TASK DIRECTIONS ▸
Copy the stretch of the listing below from the line containing "Where can the white peony" through the line containing "<point>213,61</point>", keeping each line word for word.

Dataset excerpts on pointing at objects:
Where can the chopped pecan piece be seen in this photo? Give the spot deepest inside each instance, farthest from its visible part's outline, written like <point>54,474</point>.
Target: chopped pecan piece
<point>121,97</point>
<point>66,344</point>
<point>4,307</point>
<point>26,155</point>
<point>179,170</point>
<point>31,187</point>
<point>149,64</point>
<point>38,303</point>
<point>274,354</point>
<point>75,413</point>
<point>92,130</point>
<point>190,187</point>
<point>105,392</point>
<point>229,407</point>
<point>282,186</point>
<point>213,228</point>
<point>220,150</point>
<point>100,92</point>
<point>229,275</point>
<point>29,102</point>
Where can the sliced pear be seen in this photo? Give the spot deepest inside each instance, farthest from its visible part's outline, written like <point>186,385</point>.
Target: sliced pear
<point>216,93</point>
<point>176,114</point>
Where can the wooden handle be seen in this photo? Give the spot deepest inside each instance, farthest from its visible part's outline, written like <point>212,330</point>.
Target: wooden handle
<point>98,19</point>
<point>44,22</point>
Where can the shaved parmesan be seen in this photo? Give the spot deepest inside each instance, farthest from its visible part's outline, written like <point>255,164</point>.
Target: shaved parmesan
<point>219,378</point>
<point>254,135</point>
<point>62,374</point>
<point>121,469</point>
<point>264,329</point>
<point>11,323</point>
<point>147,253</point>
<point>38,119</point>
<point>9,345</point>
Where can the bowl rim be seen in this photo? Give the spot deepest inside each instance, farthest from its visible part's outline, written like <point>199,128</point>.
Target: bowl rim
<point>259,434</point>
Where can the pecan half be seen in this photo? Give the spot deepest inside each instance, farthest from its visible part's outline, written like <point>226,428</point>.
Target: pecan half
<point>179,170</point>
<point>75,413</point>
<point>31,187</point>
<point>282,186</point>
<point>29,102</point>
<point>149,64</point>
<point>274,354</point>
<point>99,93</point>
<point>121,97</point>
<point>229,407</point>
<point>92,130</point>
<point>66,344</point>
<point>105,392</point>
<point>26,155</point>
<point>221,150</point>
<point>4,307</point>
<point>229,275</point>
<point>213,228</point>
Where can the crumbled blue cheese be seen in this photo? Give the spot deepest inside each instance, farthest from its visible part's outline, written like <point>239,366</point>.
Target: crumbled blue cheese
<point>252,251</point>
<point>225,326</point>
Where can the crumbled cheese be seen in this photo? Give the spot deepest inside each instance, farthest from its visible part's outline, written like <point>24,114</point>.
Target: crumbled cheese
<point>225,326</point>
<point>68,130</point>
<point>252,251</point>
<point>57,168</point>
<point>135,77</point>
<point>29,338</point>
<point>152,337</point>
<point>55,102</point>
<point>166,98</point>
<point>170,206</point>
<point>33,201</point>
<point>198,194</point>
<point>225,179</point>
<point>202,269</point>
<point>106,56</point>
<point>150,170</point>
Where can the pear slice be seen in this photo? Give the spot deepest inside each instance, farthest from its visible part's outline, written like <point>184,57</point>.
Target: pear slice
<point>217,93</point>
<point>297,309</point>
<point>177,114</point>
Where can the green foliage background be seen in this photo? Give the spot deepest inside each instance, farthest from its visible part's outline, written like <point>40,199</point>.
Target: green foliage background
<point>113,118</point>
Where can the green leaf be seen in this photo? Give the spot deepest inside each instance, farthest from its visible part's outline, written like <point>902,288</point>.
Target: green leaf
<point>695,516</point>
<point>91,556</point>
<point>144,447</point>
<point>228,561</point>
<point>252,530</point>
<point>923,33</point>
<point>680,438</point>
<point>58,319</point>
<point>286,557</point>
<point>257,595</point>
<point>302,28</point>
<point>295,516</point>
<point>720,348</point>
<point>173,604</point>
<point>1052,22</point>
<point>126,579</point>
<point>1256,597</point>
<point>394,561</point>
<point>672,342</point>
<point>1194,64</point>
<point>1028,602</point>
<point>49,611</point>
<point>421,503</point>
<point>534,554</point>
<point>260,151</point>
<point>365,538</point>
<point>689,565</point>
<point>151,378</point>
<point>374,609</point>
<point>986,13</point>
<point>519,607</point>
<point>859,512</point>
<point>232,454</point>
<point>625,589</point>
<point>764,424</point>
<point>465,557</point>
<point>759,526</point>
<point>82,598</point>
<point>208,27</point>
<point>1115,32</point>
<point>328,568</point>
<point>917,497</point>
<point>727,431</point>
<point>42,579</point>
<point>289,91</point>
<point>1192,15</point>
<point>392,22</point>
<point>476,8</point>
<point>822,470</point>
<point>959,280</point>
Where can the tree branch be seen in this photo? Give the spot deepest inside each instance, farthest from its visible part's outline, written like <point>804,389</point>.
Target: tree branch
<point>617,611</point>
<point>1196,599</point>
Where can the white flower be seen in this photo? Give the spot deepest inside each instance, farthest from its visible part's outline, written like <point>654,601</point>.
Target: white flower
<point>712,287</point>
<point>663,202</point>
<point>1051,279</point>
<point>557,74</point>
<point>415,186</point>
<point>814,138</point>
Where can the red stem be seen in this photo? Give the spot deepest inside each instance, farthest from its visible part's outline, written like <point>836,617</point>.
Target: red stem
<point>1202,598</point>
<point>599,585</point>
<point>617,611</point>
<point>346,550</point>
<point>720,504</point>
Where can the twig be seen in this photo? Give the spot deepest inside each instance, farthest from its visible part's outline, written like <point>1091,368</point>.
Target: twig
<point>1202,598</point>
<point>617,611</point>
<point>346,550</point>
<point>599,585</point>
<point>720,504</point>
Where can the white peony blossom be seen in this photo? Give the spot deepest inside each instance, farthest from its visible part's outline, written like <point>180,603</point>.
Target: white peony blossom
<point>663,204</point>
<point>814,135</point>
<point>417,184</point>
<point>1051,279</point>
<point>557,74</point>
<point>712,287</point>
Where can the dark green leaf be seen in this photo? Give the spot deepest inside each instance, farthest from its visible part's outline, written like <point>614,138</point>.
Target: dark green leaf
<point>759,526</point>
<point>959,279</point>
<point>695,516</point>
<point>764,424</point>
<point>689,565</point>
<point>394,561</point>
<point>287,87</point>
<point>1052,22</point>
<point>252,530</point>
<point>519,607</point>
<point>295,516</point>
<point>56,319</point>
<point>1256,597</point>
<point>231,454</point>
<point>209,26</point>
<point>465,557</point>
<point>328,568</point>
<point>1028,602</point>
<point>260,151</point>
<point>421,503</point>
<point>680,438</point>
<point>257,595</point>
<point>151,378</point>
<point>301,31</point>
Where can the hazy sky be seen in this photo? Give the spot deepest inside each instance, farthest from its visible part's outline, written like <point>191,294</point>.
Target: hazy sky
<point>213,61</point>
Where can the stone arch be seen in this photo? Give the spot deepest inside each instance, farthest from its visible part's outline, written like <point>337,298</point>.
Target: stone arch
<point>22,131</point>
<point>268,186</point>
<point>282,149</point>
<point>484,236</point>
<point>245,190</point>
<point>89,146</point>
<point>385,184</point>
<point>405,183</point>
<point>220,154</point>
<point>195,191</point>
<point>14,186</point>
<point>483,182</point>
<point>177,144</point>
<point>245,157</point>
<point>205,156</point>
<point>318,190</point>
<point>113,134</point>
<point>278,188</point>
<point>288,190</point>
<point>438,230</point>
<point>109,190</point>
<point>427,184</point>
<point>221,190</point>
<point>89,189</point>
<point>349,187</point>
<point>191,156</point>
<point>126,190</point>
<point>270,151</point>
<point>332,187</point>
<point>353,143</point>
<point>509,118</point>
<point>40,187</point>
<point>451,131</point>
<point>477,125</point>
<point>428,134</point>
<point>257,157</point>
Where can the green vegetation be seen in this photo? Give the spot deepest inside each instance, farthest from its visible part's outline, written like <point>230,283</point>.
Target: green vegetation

FINAL ANSWER ▸
Where can the white peony blossom be seen in this photo? Give the spot deepest inside each instance, farthest from its visible part's outline, written like <point>180,603</point>.
Target: white peony blossom
<point>663,204</point>
<point>814,135</point>
<point>417,184</point>
<point>1051,279</point>
<point>557,74</point>
<point>712,287</point>
Where can the dark green leaf be seen in this photo? Give the spot deepest inside each instance, farthest from its visible part's outline, written like <point>614,138</point>.
Target: dark green leaf
<point>759,526</point>
<point>959,279</point>
<point>695,516</point>
<point>764,424</point>
<point>689,565</point>
<point>394,561</point>
<point>287,87</point>
<point>1052,22</point>
<point>252,530</point>
<point>519,607</point>
<point>295,516</point>
<point>56,319</point>
<point>1256,597</point>
<point>231,454</point>
<point>209,26</point>
<point>465,557</point>
<point>328,568</point>
<point>1028,602</point>
<point>260,151</point>
<point>421,503</point>
<point>680,438</point>
<point>257,595</point>
<point>151,378</point>
<point>301,31</point>
Where can the hazy sky be seen in this photo? Give the spot deepest inside each instance, farthest from its visible part's outline, written like <point>191,294</point>.
Target: hazy sky
<point>213,61</point>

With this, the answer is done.